CRC calculation reduction

Question

I have one math and programming related question about CRC calculations, to avoid recompute full CRC for a block when you must change only a small portion of it.

My problem is the following: I have a 1K block of 4 byte structures, each one representing a data field. The full 1K block has a CRC16 block at the end, computed over the full 1K. When I have to change only a 4 byte structure, I should recompute the CRC of the full block but I'm searching for a more efficient solution to this problem. Something where:

I take the full 1K block current CRC16
I compute something on the old 4 byte block
I "subtract" something obtained at step 2 from the full 1K CRC16
I compute something on the new 4 byte block
I "add" something obtained at step 4 to the result obtained at step 3

To summarize, I am thinking about something like this:

CRC(new-full) = [CRC(old-full) - CRC(block-old) + CRC(block-new)]

But I'm missing the math behind and what to do to obtain this result, considering also a "general formula".

Thanks in advance.

I do not think that it is doable. The crc calculations depends on previous results. It is not simple adding and subtracting — 0___________, Jan 26 '19 at 12:01

Mark Adler · Accepted Answer · 2019-02-05T04:33:22.133

Take your initial 1024-byte block A and your new 1024-byte block B. Exclusive-or them to get block C. Since you only changed four bytes, C will be bunch of zeros, four bytes which are the exclusive-or of the previous and new four bytes, and a bunch more zeros.

Now compute the CRC-16 of block C, but without any pre or post-processing. We will call that CRC-16'. (I would need to see the specific CRC-16 you're using to see what that processing is, if anything.) Exclusive-or the CRC-16 of block A with the CRC-16' of block C, and you now have the CRC-16 of block B.

= = = =

_Direction 1_: Pull out every line of the listing that contains the word "like".
The CRC thread and the listing come from separate, unrelated sources.

Collected data
= = = =

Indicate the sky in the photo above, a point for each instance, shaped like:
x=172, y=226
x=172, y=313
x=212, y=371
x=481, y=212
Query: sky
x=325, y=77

= = = =

_Direction 2_: Write the next part of the CRC thread, picking up right after its last sentence.

_Expected output 1_:
Indicate the sky in the photo above, a point for each instance, shaped like:

_Expected output 2_:
At first glance, this may not seem like much of a gain compared to just computing the CRC of block B. However there are tricks to rapidly computing the CRC of a bunch of zeros. First off, the zeros preceding the four bytes that were changed give a CRC-16' of zero, regardless of how many zeros there are. So you just start computing the CRC-16' with the exclusive-or of the previous and new four bytes.

Now you continue to compute the CRC-16' on the remaining n zeros after the changed bytes. Normally it takes O(n) time to compute a CRC on n bytes. However if you know that they are all zeros (or all some constant value), then it can be computed in O(log n) time. You can see an example of how this is done in zlib's crc32_combine() routine, and apply that to your CRC.

Given your CRC-16/DNP parameters, the zeros() routine below will apply the requested number of zero bytes to the CRC in O(log n) time.

// Return a(x) multiplied by b(x) modulo p(x), where p(x) is the CRC
// polynomial, reflected. For speed, this requires that a not be zero.
uint16_t multmodp(uint16_t a, uint16_t b) {
    uint16_t m = (uint16_t)1 << 15;
    uint16_t p = 0;
    for (;;) {
        if (a & m) {
            p ^= b;
            if ((a & (m - 1)) == 0)
                break;
        }
        m >>= 1;
        b = b & 1 ? (b >> 1) ^ 0xa6bc : b >> 1;
    }
    return p;
}

// Table of x^2^n modulo p(x).
uint16_t const x2n_table[] = {
    0x4000, 0x2000, 0x0800, 0x0080, 0xa6bc, 0x55a7, 0xfc4f, 0x1f78,
    0xa31f, 0x78c1, 0xbe76, 0xac8f, 0xb26b, 0x3370, 0xb090
};

// Return x^(n*2^k) modulo p(x).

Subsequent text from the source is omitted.